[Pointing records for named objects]
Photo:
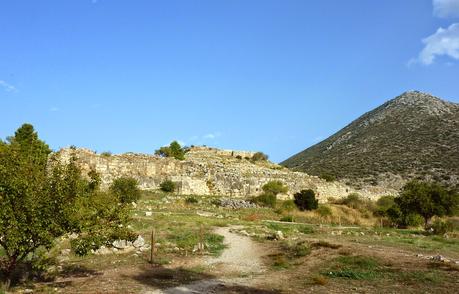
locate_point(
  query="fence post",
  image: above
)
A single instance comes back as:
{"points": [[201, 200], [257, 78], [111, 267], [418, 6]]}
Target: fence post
{"points": [[153, 242]]}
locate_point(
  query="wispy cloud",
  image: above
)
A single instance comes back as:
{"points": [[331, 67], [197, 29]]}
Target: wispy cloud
{"points": [[7, 87], [444, 42], [446, 8]]}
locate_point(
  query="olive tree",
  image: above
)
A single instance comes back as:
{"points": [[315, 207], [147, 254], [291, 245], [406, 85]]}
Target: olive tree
{"points": [[42, 199]]}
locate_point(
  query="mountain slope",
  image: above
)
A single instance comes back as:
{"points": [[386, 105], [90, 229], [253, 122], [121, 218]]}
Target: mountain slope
{"points": [[413, 135]]}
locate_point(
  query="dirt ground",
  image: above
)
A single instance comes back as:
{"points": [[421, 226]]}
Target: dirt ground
{"points": [[244, 267]]}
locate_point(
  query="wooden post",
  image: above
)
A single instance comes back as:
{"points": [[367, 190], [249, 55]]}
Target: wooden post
{"points": [[201, 239], [153, 247]]}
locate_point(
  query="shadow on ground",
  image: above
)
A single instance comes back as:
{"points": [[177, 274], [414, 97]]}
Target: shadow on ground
{"points": [[158, 277]]}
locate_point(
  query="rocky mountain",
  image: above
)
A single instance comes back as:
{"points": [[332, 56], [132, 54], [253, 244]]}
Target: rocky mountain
{"points": [[207, 171], [415, 135]]}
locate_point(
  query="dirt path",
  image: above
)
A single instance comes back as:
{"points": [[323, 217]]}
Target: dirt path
{"points": [[238, 263]]}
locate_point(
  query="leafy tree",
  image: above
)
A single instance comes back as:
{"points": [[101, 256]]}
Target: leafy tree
{"points": [[260, 156], [173, 150], [306, 200], [266, 199], [168, 186], [427, 200], [42, 199], [125, 189], [275, 188]]}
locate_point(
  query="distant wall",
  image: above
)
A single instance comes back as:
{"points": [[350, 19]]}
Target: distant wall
{"points": [[207, 171]]}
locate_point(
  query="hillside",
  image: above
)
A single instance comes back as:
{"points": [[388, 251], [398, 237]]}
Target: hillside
{"points": [[207, 171], [413, 135]]}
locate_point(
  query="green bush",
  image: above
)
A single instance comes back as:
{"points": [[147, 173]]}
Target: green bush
{"points": [[259, 156], [427, 200], [173, 150], [306, 200], [353, 200], [383, 204], [125, 189], [106, 154], [275, 188], [324, 210], [191, 200], [440, 227], [328, 177], [287, 218], [168, 186], [266, 199], [288, 205]]}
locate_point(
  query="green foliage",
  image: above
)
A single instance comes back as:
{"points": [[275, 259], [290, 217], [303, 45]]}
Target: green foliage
{"points": [[266, 199], [259, 156], [173, 150], [306, 200], [191, 200], [395, 144], [125, 189], [383, 204], [274, 187], [288, 205], [287, 218], [402, 220], [42, 199], [440, 227], [353, 200], [324, 210], [168, 186], [327, 177], [427, 200], [355, 268]]}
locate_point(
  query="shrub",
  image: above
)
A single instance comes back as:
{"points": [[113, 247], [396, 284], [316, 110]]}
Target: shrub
{"points": [[168, 186], [259, 156], [125, 189], [287, 218], [274, 187], [427, 200], [266, 199], [353, 200], [440, 227], [324, 210], [383, 204], [173, 150], [191, 200], [288, 205], [306, 200], [328, 177]]}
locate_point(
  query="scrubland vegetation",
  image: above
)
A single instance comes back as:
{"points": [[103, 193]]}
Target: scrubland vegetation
{"points": [[58, 228]]}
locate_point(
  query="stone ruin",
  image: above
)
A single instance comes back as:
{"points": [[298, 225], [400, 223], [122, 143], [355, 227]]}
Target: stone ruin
{"points": [[209, 171]]}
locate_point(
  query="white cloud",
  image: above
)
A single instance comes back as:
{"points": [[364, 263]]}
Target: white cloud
{"points": [[446, 8], [7, 87], [445, 42]]}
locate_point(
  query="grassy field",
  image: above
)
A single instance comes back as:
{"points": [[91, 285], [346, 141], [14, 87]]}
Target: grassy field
{"points": [[343, 252]]}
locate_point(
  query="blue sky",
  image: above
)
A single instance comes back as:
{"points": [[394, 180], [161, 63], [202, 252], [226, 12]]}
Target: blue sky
{"points": [[276, 76]]}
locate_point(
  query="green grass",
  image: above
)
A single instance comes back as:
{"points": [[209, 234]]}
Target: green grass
{"points": [[355, 268], [290, 228]]}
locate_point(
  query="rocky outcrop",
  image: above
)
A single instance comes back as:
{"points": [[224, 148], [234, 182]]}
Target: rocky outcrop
{"points": [[207, 171]]}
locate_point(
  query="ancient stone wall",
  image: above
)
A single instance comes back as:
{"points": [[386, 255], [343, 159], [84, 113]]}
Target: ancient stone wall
{"points": [[208, 171]]}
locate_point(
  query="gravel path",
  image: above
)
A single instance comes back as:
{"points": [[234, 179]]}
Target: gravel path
{"points": [[242, 256]]}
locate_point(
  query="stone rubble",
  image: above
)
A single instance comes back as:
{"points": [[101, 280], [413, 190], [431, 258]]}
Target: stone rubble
{"points": [[208, 171]]}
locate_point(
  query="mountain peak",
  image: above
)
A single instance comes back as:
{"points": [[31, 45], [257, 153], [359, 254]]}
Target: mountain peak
{"points": [[413, 135]]}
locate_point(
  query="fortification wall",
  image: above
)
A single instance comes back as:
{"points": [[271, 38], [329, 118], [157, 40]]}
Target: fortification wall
{"points": [[208, 171]]}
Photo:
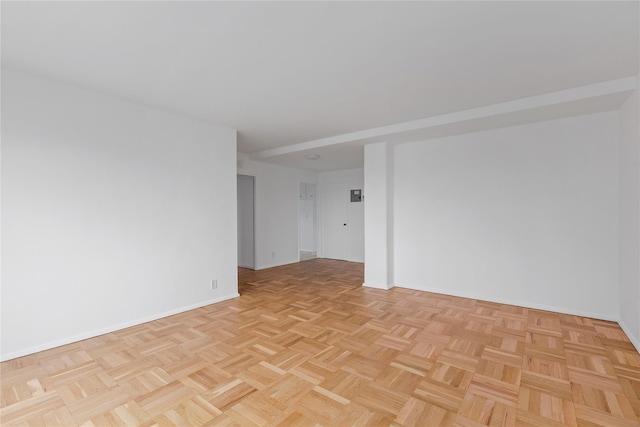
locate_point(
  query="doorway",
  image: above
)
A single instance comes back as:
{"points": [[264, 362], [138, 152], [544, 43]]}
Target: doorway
{"points": [[307, 222], [335, 243], [246, 229]]}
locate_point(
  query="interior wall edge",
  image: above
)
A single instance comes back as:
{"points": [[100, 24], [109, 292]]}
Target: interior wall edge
{"points": [[525, 304], [627, 330], [92, 334]]}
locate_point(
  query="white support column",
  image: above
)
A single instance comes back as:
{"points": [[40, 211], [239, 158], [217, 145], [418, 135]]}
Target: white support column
{"points": [[378, 216]]}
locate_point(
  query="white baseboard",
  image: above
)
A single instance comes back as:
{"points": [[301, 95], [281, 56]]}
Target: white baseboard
{"points": [[377, 286], [109, 329], [634, 340], [526, 304]]}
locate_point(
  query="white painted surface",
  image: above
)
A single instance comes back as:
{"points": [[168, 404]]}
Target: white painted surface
{"points": [[112, 213], [255, 65], [527, 215], [378, 219], [630, 218], [349, 179], [246, 230], [307, 217], [347, 148], [276, 211], [335, 221]]}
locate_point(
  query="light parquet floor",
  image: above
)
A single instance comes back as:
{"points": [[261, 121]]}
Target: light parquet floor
{"points": [[307, 345]]}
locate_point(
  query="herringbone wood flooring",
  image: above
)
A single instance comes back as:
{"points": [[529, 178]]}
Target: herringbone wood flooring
{"points": [[306, 345]]}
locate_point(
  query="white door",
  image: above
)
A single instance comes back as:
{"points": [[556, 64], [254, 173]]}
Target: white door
{"points": [[335, 228], [246, 249], [307, 217]]}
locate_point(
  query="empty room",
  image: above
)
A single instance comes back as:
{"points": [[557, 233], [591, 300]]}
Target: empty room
{"points": [[320, 213]]}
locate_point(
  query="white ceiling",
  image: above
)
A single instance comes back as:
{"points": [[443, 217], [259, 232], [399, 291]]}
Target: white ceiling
{"points": [[286, 73]]}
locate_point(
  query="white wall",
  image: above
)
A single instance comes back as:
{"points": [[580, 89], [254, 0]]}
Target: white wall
{"points": [[353, 179], [630, 218], [276, 211], [379, 257], [525, 215], [112, 214], [246, 229], [307, 212]]}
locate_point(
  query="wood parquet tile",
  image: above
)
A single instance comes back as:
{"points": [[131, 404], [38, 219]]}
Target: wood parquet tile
{"points": [[307, 345]]}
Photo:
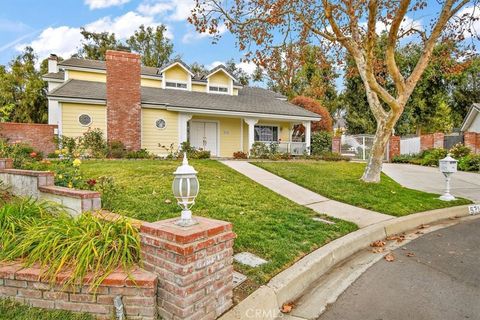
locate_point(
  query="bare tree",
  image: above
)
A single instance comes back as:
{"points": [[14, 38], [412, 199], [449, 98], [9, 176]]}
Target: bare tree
{"points": [[262, 26]]}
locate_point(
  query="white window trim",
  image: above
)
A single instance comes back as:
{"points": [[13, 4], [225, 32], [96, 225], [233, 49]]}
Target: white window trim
{"points": [[85, 125], [155, 124], [267, 125], [177, 88]]}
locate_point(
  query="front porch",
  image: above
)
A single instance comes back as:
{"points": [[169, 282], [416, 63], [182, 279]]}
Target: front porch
{"points": [[224, 135]]}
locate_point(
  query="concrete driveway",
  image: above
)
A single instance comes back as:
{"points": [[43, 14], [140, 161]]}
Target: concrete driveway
{"points": [[428, 179]]}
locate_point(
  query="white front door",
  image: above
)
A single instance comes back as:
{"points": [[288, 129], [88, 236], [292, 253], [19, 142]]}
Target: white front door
{"points": [[203, 135]]}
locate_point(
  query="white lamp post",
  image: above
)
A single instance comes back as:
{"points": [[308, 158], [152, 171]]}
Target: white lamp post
{"points": [[447, 166], [185, 189]]}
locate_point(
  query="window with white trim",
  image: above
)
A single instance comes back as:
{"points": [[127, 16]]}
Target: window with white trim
{"points": [[175, 85], [219, 89], [266, 133], [85, 119], [160, 124]]}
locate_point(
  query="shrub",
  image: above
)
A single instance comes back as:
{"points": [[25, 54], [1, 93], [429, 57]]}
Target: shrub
{"points": [[470, 162], [459, 151], [240, 155], [40, 233], [321, 142], [430, 157], [94, 143], [116, 150], [326, 123]]}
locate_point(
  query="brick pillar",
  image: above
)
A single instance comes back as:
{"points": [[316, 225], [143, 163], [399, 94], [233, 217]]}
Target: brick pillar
{"points": [[426, 141], [194, 267], [393, 147], [470, 139], [123, 98], [336, 144], [439, 140]]}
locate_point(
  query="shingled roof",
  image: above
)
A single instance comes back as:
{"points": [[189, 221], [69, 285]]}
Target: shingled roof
{"points": [[249, 99]]}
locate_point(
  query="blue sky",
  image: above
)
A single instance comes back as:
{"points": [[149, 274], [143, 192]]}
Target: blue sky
{"points": [[53, 27]]}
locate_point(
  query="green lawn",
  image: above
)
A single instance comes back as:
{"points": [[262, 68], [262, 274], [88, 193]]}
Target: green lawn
{"points": [[267, 224], [10, 310], [341, 181]]}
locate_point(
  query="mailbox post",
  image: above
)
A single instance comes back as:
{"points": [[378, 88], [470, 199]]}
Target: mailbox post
{"points": [[448, 166]]}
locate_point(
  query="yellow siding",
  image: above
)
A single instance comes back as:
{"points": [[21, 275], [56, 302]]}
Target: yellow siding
{"points": [[220, 78], [151, 83], [87, 76], [70, 113], [199, 87], [229, 133], [176, 73], [152, 137]]}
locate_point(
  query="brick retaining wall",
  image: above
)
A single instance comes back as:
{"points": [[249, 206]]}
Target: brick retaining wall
{"points": [[39, 136], [138, 292]]}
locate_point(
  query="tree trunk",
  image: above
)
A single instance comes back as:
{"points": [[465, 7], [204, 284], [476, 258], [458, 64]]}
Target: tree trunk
{"points": [[374, 167]]}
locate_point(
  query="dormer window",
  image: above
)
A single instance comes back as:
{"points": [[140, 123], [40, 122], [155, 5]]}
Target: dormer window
{"points": [[176, 85], [218, 89]]}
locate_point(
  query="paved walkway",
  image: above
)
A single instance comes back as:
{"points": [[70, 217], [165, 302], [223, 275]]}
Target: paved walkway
{"points": [[428, 179], [305, 197], [441, 281]]}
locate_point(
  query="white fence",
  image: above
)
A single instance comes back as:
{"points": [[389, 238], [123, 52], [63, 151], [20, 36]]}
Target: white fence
{"points": [[410, 145]]}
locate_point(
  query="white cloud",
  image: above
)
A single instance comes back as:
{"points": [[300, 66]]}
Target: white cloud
{"points": [[174, 10], [193, 35], [100, 4], [125, 25], [63, 41]]}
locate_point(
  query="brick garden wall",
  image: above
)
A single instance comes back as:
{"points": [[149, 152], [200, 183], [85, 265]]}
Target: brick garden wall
{"points": [[39, 136], [138, 292]]}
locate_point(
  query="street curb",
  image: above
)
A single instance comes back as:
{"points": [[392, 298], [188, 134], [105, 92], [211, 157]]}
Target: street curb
{"points": [[288, 285]]}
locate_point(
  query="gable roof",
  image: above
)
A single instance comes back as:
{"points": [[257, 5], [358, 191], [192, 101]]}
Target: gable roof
{"points": [[224, 69], [249, 100], [177, 62], [472, 113]]}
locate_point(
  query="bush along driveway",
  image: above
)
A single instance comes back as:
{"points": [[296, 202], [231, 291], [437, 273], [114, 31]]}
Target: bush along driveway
{"points": [[267, 224], [341, 181]]}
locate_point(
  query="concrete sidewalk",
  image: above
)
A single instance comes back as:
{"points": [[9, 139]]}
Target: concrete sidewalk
{"points": [[428, 179], [359, 216]]}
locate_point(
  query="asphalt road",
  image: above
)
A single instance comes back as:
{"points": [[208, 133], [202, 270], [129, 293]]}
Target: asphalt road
{"points": [[441, 281]]}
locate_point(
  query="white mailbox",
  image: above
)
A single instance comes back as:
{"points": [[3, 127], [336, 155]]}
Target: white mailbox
{"points": [[448, 164]]}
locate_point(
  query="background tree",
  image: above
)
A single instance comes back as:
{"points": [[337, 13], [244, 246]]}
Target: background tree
{"points": [[353, 25], [155, 49], [96, 44], [22, 90]]}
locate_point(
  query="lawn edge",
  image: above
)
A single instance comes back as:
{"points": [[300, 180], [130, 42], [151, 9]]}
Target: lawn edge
{"points": [[289, 284]]}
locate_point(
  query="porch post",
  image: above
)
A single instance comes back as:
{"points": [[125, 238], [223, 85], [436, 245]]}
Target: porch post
{"points": [[251, 132], [183, 119], [308, 134]]}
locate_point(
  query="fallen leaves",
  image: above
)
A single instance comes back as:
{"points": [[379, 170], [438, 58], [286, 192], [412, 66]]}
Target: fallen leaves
{"points": [[390, 257], [287, 308]]}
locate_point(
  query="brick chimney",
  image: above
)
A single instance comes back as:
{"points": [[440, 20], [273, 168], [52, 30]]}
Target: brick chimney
{"points": [[123, 98]]}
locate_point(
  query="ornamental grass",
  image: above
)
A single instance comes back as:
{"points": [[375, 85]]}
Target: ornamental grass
{"points": [[86, 247]]}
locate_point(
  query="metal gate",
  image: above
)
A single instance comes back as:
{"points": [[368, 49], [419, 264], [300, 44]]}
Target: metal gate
{"points": [[358, 147], [452, 139], [410, 145]]}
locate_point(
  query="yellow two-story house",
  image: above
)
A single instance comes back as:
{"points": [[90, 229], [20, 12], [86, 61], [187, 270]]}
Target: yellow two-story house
{"points": [[155, 108]]}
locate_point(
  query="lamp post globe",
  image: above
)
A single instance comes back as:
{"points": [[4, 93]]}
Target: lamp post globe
{"points": [[185, 188], [447, 166]]}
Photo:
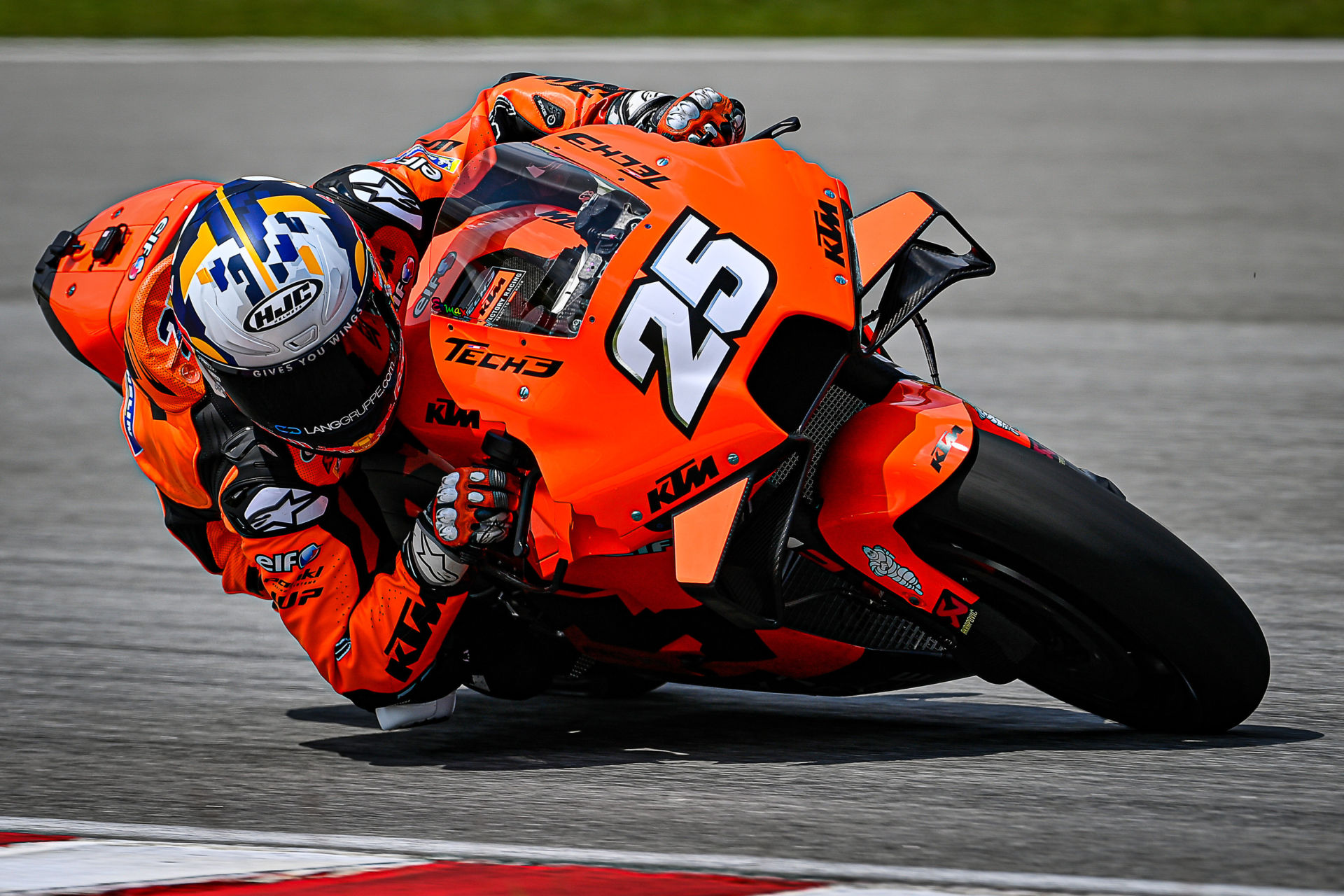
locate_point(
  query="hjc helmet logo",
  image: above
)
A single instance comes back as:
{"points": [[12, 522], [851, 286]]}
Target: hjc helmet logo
{"points": [[283, 305]]}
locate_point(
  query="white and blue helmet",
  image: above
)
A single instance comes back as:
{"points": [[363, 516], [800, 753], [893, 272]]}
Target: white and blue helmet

§ The exercise: Extract each line of the data above that contains the string "front". Matching is case-sensitive.

§ Expected output:
  query="front porch",
Target: front porch
  query="white front door",
Target: white front door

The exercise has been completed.